The request -
Can you retype the records word for word, starting at the line that holds "Segment every instance of the sea" and running through the end of the records, including both ends?

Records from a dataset
===============

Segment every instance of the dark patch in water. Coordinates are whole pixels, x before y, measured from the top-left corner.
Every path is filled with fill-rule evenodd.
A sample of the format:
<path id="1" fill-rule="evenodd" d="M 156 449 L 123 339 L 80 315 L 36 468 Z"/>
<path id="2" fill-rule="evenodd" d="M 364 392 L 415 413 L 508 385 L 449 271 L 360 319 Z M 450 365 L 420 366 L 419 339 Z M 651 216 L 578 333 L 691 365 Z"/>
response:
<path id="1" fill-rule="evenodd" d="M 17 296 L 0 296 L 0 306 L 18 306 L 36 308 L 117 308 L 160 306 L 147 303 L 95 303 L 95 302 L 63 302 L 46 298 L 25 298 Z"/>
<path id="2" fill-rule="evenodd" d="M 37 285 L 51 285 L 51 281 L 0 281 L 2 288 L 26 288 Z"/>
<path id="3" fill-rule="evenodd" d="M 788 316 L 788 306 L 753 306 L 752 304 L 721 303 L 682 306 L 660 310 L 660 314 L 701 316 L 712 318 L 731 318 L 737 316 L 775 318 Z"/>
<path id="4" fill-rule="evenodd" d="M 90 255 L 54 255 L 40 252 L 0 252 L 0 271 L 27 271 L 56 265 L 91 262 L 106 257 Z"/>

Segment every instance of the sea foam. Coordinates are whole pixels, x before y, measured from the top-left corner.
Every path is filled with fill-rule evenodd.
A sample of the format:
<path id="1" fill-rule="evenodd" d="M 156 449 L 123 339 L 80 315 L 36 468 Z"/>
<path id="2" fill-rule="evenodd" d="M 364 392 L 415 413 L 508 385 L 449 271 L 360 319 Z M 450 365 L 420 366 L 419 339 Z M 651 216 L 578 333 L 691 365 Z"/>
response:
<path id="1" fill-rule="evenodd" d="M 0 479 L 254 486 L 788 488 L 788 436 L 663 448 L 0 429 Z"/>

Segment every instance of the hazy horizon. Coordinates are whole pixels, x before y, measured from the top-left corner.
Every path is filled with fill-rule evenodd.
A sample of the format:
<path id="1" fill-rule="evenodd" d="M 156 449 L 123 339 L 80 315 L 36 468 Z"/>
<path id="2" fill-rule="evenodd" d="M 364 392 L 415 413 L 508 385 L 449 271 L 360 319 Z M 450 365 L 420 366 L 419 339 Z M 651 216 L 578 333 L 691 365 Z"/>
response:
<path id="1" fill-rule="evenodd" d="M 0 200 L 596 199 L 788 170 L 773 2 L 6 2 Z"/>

===============

Complete output -
Segment every instance of the sea foam. Coordinates are whole pixels, x before y, measured from the top-left corner.
Every path is filled with fill-rule evenodd.
A sample of the format:
<path id="1" fill-rule="evenodd" d="M 156 449 L 123 339 L 80 315 L 36 468 Z"/>
<path id="2" fill-rule="evenodd" d="M 364 392 L 415 413 L 508 385 L 449 271 L 360 319 Z M 450 365 L 420 366 L 419 339 Z M 651 216 L 578 333 L 691 365 Z"/>
response:
<path id="1" fill-rule="evenodd" d="M 0 479 L 254 486 L 788 488 L 788 436 L 663 448 L 0 429 Z"/>

Segment every instance of the hazy horizon. Coordinates are whole pixels, x before y, measured from the top-left corner.
Every path is filled with fill-rule evenodd.
A sample of the format:
<path id="1" fill-rule="evenodd" d="M 156 449 L 123 339 L 80 315 L 36 468 Z"/>
<path id="2" fill-rule="evenodd" d="M 364 392 L 415 413 L 508 385 L 449 271 L 360 319 Z M 450 365 L 420 366 L 419 339 Z M 651 216 L 578 333 L 691 365 Z"/>
response:
<path id="1" fill-rule="evenodd" d="M 0 200 L 596 199 L 788 170 L 773 2 L 6 2 Z"/>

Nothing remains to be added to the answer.